----- Document passage -----
Provide dedicated bins for pre-packaged dog food and single-use dog utensils, and prevent cross-contamination if you sell or store dog food (keep it outside the food room, fully separated from human food). Dogs may never be on dining tables (a licence condition); for chairs, decide case by case — large dogs that could reach the table, conveyor-belt sushi, and absorbent seats (e.g. sofas) are reasons to keep a dog on the floor or on a pee pad. If a dog soils the premises you must clean and disinfect at once; set a clear waste-handling arrangement, tell customers in advance, list any cleaning fee in the Customer Notice, and have staff use disposable gloves, bag the waste into the dedicated dog bin, then wash and disinfect — and always re-check the area.
Train your staff
Brief staff on the law and licence conditions — the limits on fighting/known-dangerous dogs, the leash rules, and guide-dog arrangements — and on how to respond to a breach (report to a supervisor, advise and stop it). Give fuller training on your operating arrangements, house rules, soiling procedures, incident response, and dog-interaction etiquette:
- Watch for sudden dog reactions when carrying food and drinks
- Ask the owner before touching, petting or photographing their dog
- On a complaint, adjust the dog’s position or ask the owner to step outside briefly
- Never feed someone else’s dog
- Avoid startling dogs — no sudden shouting or teasing with food
- Remind customers to keep bags and belongings out of a dog’s reach
Where feasible, don’t roster dog-fearful staff to the dog-friendly zone.
Equipment & setup
To make things easier, consider providing:
- Compliant leashes for customers to borrow
- Fixed anchor points (wall- or floor-mounted hooks) so dogs can be tied safely
- Pee pads, gloves and waste bags
- Sealed, foot-pedal dog-waste bins — clearly labelled, never in the food room
- Pet-friendly hand-cleaning supplies for staff and customers
Use pet-friendly cleaners and disinfectants on surfaces dogs may touch. Avoid toxic plants (see the AFCD list), tablecloths and hanging décor (a dog can pull them and topple hot food or drinks), and carpets or absorbent mats in the dog zone. Colour-code or label cleaning tools so dog-waste tools are never mixed with food-service ones.
----- Extracted information -----
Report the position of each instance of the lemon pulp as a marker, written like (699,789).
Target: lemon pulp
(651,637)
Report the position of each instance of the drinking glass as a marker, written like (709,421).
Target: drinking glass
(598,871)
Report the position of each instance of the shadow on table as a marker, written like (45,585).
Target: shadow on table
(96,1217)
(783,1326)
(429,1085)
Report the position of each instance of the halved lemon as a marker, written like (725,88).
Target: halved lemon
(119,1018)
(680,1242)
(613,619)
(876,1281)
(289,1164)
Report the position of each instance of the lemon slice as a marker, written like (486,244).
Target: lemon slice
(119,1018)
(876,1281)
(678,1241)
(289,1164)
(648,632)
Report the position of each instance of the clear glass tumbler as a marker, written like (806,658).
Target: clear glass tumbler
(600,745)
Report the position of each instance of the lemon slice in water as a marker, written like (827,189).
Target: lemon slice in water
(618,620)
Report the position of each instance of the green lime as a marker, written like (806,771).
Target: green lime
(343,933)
-----
----- Extracted information -----
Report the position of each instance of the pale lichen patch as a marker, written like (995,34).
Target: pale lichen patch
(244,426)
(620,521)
-----
----- Extracted information -----
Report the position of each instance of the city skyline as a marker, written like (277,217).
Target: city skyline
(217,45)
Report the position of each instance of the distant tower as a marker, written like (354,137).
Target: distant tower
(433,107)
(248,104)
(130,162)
-----
**What the task asks:** Extend the dog-friendly restaurant guidance above, picking up after its last sentence.

**Output of the task:**
Layout & operations
Control table and seat numbers and keep sensible spacing, so dogs can lie down safely and people can pass without stepping on them. At peak times, consider pausing extra dog seating, ask owners to keep dogs out of main walkways and leashes short, and offer a “notify when a table is free” service so dog owners don’t crowd outside. Ask non-dog customers about their comfort near dogs and seat them away where you can. Reconsider very hot dishes (sizzling iron plates, stone or clay pots) and how staff carry them, and have staff watch dog positions while serving.
Handling incidents
If a dog barks persistently, stares down others, behaves aggressively or causes a nuisance, ask the owner — safely — to take control or step out, and offer takeaway packaging. If a non-dog customer can’t continue their meal, offer a seat change or takeaway.
For a dog bite (Rabies Ordinance, Cap. 421): remind the owner to notify the police; you may call the police yourself and should notify your insurer; with consent, record the parties’ contact details. As a licence condition, the operator must report the bite to the Director of FEHD within two working days using the designated form. Calm other dog-related disputes and encourage exchanging contacts. Finally, proactively tell your insurer you’re approved to admit dogs and confirm your cover.